Your task: Scan the entries below. Report each line where the string "dirt" occurs.

Records for processing:
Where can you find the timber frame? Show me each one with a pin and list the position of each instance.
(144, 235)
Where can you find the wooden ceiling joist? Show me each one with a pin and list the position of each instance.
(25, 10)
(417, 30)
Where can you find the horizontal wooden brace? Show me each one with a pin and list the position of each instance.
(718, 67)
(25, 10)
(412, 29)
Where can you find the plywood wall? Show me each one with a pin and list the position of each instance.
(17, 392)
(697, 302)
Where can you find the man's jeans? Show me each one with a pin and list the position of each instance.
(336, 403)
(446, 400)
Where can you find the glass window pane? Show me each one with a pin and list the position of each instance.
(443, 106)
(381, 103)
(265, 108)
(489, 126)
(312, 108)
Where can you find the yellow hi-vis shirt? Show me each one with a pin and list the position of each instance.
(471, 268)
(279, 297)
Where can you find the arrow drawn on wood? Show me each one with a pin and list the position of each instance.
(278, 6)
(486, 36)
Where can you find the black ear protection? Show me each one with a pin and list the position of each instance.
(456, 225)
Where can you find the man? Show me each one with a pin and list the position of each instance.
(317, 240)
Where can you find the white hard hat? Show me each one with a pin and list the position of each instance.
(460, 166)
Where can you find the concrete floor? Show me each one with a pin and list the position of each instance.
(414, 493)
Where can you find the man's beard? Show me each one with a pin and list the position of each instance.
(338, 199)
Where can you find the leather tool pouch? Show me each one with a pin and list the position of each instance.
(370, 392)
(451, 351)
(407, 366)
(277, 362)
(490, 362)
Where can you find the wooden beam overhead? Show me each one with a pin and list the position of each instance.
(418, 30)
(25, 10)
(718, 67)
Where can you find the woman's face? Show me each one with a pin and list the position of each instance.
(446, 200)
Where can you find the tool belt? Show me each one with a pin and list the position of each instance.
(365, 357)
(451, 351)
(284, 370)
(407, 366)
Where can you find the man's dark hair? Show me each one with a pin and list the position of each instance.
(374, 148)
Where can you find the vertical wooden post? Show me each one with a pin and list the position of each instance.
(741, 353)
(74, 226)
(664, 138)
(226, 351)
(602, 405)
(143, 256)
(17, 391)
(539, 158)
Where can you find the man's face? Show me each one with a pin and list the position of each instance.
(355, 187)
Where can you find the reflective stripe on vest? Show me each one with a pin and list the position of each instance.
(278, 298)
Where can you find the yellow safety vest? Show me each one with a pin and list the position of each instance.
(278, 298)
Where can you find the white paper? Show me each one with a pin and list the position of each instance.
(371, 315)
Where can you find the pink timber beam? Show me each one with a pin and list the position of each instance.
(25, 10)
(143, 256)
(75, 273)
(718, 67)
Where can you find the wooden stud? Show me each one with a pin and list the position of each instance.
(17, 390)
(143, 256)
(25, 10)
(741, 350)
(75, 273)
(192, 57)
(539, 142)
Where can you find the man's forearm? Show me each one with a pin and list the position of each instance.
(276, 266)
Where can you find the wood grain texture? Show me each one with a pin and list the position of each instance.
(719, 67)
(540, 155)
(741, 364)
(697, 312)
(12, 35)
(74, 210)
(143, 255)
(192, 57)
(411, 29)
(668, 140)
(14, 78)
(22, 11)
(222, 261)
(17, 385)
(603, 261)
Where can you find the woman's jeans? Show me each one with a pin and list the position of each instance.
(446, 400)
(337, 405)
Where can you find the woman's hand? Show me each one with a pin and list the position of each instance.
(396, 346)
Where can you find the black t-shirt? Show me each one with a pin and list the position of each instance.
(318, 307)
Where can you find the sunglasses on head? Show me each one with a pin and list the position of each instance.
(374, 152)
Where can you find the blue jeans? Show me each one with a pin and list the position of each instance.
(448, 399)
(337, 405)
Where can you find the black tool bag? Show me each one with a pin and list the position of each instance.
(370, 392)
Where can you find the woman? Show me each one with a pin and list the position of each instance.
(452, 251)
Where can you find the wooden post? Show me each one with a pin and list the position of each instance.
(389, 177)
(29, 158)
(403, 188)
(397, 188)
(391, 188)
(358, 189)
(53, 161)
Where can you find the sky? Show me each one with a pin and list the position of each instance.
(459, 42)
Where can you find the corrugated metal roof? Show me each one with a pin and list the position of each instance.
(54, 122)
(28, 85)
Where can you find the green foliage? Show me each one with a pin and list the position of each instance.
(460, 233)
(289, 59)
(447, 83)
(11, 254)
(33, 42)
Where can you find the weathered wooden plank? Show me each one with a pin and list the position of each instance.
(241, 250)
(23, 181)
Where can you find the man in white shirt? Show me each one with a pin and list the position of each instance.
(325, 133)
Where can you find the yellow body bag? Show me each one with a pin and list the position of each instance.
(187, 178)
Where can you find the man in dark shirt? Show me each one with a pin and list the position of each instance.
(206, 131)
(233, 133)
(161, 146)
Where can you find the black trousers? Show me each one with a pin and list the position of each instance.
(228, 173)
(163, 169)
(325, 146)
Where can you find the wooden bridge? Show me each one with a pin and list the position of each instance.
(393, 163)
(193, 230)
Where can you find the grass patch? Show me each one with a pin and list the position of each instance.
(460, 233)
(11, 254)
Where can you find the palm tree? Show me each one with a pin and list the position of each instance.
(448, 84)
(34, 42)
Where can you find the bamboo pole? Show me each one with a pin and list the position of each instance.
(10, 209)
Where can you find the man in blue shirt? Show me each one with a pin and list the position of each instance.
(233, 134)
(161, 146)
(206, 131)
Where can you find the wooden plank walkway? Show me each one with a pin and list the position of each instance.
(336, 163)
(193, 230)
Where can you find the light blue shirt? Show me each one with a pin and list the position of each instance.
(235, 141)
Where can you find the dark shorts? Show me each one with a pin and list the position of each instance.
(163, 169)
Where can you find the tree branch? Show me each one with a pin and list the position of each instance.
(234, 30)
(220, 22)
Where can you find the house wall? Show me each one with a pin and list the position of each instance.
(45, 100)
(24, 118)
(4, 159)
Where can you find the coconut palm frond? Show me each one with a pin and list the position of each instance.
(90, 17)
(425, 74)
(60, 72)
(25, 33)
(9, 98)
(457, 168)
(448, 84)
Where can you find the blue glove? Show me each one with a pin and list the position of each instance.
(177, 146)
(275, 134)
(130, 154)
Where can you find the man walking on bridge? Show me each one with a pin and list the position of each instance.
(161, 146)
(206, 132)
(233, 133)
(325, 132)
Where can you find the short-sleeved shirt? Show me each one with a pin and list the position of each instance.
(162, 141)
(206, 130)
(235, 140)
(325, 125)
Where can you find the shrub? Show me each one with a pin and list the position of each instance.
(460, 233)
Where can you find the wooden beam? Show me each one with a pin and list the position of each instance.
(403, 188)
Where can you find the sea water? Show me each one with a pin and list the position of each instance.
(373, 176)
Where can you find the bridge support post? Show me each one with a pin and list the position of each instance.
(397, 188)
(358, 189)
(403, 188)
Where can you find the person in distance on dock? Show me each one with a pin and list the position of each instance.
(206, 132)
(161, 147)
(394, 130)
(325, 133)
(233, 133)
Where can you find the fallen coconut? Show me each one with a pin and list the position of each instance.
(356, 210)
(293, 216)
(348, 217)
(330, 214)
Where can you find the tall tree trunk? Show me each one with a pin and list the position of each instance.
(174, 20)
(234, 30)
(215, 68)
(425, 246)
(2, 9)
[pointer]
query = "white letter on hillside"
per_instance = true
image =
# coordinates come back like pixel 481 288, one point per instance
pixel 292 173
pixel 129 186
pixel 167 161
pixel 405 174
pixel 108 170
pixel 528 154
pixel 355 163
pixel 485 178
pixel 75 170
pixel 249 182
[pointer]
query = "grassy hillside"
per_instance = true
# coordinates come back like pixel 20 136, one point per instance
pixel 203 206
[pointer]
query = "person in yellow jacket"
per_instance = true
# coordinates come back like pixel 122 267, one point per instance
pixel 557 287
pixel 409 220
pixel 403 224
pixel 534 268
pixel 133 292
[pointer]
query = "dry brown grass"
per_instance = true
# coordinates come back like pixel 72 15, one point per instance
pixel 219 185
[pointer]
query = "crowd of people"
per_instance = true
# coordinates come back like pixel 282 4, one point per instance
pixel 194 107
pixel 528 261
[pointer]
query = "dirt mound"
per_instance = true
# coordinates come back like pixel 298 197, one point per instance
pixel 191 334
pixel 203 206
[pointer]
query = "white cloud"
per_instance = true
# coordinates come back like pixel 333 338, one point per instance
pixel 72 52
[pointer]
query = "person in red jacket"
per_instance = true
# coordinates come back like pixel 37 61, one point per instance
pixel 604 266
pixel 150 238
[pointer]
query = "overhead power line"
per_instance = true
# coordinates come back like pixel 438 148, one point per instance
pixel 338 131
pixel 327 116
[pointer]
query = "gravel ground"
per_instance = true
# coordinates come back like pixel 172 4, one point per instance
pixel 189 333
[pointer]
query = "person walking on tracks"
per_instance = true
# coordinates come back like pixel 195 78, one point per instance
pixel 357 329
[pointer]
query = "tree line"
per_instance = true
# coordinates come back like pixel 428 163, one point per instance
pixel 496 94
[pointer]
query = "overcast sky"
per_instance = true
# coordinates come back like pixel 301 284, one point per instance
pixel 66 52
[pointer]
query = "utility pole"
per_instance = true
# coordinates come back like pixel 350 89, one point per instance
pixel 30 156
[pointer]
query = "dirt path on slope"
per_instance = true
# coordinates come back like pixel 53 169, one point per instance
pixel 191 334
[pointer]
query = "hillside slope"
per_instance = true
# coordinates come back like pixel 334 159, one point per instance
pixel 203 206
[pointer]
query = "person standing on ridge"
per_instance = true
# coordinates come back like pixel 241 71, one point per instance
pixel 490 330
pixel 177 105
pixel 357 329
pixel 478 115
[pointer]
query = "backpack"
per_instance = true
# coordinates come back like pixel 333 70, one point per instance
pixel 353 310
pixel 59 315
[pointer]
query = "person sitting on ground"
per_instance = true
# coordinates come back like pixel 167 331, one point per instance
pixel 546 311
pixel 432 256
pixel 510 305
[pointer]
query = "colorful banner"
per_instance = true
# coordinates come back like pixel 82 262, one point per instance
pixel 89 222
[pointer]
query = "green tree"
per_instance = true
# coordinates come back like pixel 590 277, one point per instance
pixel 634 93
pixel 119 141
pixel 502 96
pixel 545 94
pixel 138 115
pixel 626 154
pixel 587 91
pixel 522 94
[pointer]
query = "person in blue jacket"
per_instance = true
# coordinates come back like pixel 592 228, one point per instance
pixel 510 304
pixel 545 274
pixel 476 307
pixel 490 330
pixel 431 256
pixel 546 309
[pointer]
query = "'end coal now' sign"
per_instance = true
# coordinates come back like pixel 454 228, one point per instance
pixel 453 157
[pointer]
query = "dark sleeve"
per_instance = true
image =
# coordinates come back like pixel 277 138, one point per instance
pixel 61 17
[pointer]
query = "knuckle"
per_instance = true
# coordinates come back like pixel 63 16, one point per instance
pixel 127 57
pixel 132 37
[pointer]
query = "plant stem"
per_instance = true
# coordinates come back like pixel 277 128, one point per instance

...

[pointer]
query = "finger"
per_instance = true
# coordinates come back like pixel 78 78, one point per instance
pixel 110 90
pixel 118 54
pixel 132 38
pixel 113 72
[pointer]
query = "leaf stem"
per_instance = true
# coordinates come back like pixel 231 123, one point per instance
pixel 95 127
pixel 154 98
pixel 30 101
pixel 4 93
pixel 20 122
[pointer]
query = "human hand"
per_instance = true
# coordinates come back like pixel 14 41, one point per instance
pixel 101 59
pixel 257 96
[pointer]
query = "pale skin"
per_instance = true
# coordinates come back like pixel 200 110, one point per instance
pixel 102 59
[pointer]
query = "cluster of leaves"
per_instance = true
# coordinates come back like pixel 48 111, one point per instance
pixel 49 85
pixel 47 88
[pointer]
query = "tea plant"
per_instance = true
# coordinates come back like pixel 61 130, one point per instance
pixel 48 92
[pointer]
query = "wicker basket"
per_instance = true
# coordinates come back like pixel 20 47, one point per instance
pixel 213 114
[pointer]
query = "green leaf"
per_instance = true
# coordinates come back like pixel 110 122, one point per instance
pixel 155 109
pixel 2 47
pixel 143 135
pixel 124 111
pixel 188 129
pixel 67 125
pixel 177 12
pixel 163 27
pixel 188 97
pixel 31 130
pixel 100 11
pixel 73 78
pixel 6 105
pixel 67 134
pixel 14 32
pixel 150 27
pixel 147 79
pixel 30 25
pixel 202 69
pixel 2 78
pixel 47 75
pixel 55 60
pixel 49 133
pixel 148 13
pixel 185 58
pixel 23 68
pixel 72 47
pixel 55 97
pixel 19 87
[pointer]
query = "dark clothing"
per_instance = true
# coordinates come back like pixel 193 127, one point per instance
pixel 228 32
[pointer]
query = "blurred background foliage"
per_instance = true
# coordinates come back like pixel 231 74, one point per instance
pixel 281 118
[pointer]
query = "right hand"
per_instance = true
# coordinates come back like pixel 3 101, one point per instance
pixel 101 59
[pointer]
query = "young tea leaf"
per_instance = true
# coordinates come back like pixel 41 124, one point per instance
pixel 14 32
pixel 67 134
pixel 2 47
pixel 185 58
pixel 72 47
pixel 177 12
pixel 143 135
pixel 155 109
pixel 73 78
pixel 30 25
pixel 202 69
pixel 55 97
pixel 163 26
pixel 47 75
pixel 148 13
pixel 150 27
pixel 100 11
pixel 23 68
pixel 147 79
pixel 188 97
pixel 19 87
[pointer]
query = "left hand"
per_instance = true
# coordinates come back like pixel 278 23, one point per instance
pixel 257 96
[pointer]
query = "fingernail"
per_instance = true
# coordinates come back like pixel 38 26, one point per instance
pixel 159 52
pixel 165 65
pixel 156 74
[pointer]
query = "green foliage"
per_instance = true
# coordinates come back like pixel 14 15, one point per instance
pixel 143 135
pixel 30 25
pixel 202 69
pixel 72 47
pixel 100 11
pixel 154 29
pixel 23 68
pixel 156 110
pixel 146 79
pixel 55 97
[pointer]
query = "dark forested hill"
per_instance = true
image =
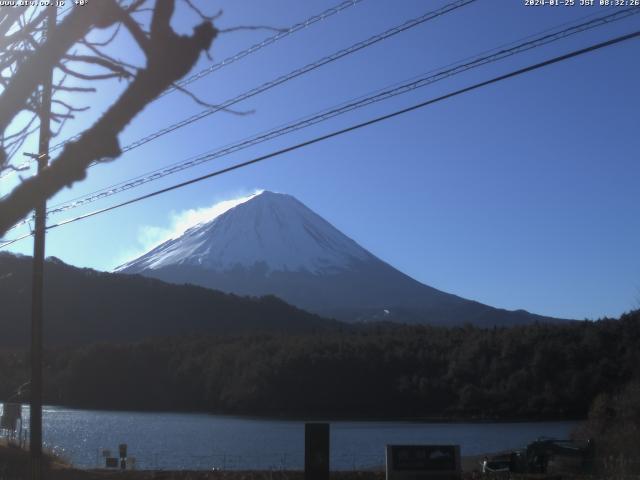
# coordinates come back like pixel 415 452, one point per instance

==

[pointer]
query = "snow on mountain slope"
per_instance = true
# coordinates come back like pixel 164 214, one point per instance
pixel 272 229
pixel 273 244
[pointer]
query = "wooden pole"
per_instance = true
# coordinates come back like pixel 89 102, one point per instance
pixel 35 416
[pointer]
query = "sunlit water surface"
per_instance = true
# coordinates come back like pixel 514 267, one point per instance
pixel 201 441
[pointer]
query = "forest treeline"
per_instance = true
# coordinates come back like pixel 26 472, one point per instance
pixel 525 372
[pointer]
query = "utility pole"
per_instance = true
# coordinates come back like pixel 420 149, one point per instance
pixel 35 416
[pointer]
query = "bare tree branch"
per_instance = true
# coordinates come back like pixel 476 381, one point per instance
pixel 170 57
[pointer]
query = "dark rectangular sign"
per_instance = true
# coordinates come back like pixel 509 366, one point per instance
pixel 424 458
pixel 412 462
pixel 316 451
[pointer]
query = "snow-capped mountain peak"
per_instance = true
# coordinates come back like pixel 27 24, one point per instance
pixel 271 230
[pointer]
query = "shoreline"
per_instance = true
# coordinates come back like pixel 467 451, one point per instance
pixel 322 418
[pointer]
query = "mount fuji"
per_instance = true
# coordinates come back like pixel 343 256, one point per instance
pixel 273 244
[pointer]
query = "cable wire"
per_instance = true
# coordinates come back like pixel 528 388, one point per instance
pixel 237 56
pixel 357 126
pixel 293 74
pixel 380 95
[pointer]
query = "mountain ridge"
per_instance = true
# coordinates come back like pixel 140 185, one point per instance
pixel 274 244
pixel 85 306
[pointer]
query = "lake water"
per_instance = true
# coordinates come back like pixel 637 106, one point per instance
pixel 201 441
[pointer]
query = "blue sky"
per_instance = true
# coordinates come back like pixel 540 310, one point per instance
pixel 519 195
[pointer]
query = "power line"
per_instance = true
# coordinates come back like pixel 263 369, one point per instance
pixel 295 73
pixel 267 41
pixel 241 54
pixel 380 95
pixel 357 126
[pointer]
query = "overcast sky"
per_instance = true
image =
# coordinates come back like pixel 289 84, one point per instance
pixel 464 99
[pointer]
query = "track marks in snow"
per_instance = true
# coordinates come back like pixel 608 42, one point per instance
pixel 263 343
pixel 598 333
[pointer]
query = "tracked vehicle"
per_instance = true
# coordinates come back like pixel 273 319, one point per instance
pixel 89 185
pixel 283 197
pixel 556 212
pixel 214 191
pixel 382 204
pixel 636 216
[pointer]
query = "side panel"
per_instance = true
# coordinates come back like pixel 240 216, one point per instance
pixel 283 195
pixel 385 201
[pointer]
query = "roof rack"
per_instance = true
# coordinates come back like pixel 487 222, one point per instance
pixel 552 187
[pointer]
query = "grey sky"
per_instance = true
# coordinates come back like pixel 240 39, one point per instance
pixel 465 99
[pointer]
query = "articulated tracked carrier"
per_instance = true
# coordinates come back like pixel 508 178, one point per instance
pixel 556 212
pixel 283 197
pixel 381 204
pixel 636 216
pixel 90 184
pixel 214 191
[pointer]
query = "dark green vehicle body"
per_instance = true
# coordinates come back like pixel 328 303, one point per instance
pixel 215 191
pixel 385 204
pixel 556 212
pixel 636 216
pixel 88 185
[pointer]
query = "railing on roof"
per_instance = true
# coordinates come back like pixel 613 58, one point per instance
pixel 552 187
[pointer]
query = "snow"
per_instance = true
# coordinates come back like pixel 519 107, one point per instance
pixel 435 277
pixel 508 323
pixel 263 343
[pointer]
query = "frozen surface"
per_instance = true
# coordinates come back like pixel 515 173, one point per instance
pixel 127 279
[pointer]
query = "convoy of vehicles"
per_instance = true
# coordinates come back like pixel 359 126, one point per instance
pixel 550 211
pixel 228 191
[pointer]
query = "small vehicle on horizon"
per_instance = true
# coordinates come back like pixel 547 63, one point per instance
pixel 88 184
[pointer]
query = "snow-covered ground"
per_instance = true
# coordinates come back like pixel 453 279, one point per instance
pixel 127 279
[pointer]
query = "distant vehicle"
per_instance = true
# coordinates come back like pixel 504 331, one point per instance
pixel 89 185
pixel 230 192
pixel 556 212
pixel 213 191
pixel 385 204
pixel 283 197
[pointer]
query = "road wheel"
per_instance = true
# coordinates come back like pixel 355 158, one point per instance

Task solution:
query = "dirt mound"
query = "dirt path on slope"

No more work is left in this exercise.